● Task instructions
Return every line of the items below that contains the string "napkin", copying each one in full. Case counts when matching.

--- begin ---

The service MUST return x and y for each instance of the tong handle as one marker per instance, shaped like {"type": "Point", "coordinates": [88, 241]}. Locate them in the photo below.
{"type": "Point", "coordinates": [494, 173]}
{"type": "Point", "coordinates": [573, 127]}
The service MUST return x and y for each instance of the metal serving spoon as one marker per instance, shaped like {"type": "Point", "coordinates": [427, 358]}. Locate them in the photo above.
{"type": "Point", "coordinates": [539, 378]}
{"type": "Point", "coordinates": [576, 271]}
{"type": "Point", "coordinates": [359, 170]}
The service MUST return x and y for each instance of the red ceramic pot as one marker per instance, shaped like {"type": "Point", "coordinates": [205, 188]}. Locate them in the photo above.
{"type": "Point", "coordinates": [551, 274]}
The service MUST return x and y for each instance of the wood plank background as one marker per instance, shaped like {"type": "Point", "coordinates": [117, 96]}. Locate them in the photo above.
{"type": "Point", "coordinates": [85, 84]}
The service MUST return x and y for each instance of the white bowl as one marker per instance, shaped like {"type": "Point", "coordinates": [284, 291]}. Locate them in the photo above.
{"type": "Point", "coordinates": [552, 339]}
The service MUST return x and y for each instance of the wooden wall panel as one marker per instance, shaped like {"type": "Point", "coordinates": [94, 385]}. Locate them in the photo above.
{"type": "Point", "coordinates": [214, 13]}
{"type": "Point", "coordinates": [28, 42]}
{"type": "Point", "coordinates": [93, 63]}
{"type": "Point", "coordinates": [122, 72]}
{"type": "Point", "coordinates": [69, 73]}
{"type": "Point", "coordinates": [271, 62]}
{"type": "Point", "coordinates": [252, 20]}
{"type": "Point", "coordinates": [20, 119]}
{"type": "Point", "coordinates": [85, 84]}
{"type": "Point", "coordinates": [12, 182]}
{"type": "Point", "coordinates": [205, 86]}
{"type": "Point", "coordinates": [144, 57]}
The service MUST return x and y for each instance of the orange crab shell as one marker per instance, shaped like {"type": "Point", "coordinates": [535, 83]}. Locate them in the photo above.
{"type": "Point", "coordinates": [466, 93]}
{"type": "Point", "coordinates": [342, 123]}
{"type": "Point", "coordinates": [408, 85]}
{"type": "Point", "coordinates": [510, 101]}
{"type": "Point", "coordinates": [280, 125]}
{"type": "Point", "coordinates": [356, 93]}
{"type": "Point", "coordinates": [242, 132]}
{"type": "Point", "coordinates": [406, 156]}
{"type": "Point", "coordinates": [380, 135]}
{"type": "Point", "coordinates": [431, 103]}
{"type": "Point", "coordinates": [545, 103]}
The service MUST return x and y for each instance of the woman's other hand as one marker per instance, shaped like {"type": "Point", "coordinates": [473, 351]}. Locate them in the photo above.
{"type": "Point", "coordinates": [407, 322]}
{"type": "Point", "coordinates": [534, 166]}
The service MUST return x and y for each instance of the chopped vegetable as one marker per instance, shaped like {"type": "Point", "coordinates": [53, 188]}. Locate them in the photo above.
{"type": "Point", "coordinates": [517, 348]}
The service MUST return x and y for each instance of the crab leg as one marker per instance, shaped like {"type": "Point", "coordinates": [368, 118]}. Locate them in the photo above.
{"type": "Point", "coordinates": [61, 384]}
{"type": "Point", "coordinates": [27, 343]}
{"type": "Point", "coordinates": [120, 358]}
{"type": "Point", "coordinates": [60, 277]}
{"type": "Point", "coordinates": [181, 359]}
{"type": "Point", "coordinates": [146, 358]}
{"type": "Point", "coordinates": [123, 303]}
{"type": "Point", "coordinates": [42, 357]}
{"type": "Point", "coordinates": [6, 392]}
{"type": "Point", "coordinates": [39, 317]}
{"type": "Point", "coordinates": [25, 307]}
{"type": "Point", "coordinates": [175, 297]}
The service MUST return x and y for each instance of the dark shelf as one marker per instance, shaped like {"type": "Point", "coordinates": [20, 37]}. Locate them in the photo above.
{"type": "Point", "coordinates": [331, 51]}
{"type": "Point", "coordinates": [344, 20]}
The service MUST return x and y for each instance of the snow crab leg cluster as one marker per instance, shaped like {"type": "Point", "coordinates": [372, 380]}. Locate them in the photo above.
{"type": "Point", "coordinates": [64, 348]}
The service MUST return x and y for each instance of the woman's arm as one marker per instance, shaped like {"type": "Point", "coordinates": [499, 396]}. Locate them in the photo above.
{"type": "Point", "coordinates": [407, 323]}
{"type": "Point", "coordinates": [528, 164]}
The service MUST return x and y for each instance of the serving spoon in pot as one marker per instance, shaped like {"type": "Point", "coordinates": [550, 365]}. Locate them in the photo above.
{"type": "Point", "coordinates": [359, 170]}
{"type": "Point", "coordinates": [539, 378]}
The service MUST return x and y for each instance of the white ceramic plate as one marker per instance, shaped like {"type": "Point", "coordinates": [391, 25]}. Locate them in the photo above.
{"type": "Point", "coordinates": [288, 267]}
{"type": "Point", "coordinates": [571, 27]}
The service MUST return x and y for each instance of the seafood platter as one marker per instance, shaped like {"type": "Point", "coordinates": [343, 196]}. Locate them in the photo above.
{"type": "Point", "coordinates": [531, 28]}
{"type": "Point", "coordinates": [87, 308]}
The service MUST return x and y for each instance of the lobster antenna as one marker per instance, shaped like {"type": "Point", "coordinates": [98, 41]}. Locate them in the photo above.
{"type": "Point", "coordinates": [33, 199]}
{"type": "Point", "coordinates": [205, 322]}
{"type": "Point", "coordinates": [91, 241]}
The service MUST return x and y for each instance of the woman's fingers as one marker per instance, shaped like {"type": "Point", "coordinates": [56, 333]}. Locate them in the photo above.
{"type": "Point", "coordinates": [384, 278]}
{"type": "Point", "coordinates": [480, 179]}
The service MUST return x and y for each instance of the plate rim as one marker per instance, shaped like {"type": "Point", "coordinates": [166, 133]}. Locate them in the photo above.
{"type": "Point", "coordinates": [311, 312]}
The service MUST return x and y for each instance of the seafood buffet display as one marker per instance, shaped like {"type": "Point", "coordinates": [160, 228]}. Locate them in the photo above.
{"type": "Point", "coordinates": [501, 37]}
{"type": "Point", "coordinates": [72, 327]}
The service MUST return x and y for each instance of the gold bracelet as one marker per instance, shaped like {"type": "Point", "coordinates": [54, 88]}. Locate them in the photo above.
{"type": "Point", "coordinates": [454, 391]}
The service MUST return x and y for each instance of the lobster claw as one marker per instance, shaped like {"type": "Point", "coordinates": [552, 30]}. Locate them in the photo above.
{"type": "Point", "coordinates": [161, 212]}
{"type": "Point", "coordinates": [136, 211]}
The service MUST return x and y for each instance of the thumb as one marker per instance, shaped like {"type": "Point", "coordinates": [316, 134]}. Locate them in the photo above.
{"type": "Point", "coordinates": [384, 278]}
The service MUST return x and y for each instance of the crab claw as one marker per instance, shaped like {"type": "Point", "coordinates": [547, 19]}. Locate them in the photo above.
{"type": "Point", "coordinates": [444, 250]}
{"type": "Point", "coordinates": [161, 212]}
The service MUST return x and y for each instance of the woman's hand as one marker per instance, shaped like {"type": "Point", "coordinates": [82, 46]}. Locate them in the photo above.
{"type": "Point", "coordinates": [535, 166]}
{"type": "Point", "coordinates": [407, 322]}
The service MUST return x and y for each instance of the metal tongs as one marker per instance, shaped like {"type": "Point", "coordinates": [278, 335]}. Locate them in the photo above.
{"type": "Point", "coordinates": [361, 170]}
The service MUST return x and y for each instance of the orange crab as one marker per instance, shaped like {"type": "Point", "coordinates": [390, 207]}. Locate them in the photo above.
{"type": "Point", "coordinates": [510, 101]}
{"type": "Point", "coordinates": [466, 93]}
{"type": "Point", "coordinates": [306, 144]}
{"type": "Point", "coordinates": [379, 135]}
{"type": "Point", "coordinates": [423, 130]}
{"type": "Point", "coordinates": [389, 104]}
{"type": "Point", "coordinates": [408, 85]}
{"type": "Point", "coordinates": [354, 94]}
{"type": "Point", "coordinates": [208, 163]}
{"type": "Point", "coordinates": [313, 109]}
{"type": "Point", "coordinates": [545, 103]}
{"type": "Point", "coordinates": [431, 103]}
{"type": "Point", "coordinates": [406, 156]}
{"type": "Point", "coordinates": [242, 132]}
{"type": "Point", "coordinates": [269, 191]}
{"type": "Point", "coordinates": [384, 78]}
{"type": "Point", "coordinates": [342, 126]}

--- end ---
--- begin ---

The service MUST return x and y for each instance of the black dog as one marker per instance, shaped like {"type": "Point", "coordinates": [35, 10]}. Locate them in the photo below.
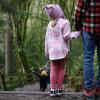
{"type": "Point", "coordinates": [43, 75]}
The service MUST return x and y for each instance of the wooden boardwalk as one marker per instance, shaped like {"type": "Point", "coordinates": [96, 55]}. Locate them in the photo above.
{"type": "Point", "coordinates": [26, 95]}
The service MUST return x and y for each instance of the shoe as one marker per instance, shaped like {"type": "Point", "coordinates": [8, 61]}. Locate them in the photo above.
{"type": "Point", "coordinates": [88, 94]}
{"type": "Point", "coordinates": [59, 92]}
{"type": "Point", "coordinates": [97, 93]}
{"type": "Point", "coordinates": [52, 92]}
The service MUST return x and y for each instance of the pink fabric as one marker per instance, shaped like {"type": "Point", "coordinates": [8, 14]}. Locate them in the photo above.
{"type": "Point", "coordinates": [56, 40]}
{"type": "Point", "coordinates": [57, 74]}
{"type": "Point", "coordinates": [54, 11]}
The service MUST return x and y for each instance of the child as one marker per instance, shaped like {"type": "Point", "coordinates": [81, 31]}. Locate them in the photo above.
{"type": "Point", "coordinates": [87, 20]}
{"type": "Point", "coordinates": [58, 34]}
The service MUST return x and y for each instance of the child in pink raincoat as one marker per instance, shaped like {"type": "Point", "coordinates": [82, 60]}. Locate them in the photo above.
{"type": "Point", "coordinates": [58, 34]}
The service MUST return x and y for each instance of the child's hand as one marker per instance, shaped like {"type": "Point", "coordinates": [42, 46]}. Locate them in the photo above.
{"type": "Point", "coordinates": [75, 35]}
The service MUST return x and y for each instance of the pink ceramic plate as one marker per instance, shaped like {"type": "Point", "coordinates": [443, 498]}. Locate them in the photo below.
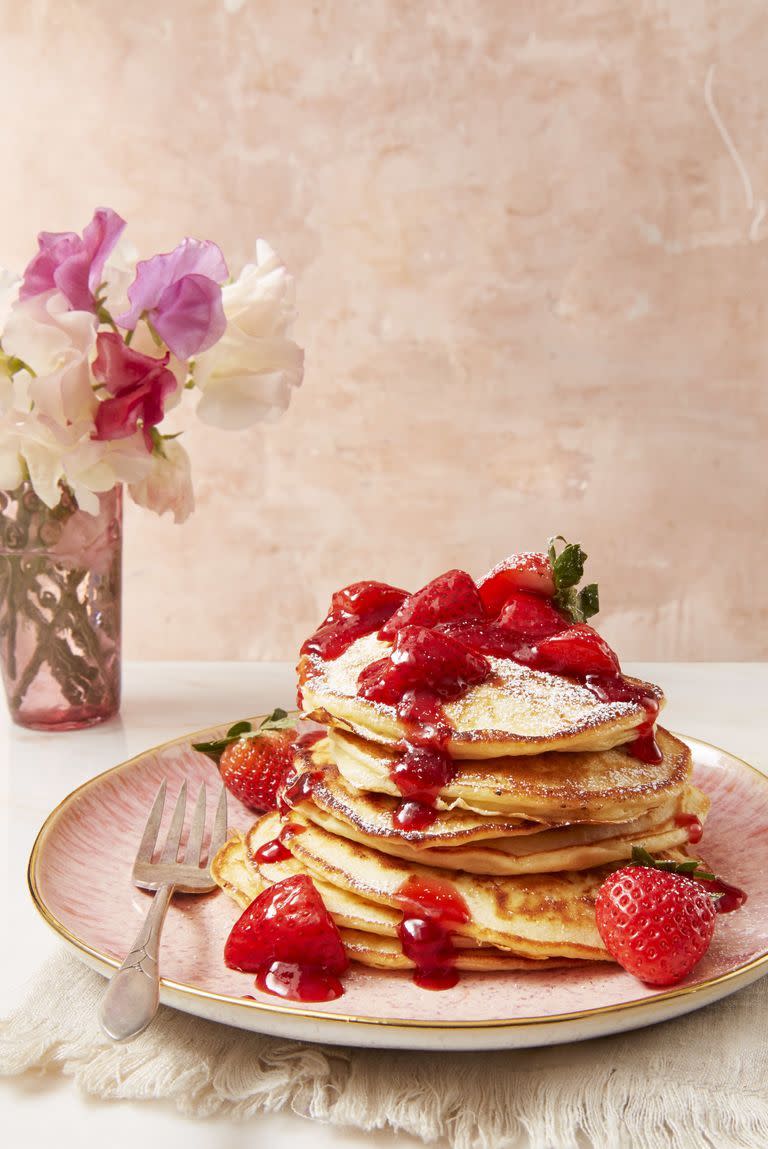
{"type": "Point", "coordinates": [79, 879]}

--- end ---
--- begin ---

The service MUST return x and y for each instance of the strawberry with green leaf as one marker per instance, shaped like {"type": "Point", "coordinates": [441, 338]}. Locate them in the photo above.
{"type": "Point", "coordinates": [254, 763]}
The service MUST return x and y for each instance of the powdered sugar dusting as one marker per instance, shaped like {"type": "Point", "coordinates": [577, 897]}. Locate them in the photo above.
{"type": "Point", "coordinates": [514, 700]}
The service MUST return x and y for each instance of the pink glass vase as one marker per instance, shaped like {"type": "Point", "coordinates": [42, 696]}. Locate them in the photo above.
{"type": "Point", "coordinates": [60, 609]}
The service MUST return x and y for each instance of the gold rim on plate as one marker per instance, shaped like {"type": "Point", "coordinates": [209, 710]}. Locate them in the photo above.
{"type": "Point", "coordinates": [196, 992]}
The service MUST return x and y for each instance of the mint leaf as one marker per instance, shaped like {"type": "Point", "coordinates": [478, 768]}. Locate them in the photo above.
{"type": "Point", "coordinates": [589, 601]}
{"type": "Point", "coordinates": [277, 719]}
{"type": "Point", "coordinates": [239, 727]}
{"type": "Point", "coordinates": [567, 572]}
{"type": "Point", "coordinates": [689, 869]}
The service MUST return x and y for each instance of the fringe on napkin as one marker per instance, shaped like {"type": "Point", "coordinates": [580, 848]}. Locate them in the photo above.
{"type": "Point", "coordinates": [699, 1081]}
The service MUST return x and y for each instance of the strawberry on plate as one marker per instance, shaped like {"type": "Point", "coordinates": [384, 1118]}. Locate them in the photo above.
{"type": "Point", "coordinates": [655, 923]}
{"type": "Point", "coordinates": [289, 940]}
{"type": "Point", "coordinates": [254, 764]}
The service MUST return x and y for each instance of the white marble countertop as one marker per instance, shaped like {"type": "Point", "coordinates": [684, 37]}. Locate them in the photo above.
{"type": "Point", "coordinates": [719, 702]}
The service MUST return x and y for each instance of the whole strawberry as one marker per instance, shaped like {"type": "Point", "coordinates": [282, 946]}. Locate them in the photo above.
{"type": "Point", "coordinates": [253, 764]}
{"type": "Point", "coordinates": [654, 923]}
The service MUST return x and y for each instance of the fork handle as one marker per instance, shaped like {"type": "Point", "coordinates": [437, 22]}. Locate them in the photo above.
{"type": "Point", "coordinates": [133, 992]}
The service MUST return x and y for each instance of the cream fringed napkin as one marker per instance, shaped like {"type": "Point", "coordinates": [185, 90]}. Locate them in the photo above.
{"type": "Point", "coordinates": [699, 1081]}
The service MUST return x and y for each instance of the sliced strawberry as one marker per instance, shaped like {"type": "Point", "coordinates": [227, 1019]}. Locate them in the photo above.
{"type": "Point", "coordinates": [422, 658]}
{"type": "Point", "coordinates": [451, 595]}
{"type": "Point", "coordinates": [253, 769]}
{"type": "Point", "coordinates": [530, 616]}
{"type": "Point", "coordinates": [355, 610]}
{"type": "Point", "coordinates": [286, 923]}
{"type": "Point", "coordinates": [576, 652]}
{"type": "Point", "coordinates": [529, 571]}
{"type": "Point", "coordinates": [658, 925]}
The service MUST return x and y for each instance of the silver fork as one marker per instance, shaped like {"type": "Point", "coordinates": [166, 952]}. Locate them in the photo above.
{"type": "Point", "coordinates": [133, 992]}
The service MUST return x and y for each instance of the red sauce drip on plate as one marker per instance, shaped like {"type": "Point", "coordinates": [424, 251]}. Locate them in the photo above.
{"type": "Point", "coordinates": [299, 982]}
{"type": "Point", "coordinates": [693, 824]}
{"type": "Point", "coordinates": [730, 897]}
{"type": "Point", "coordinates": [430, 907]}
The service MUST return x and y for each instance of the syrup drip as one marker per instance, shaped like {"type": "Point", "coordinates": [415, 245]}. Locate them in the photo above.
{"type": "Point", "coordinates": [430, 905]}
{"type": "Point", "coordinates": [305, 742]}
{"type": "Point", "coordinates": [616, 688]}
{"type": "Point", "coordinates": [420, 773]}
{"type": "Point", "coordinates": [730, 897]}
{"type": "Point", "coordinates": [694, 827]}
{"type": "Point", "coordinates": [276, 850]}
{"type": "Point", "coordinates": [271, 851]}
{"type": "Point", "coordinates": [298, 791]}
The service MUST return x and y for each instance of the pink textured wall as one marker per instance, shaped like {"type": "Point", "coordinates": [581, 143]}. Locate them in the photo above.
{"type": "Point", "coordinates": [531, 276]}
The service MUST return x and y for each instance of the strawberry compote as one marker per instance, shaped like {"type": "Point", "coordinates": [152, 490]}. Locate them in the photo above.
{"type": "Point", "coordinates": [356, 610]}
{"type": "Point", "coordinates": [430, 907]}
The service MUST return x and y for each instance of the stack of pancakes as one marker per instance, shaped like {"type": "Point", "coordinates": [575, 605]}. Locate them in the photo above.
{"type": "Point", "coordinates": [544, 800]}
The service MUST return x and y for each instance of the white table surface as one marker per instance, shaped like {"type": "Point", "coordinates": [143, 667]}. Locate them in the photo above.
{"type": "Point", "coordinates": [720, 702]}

--- end ---

● Result of the exercise
The service MUST return x and y for each instance of the fringe on napkin as one marker per instance, shaped like {"type": "Point", "coordinates": [580, 848]}. Locate them in the photo above.
The service MUST return x and y for each instance of the cream fringed napkin as one marker per instance, shaped like {"type": "Point", "coordinates": [185, 90]}. Locate them in the photo above.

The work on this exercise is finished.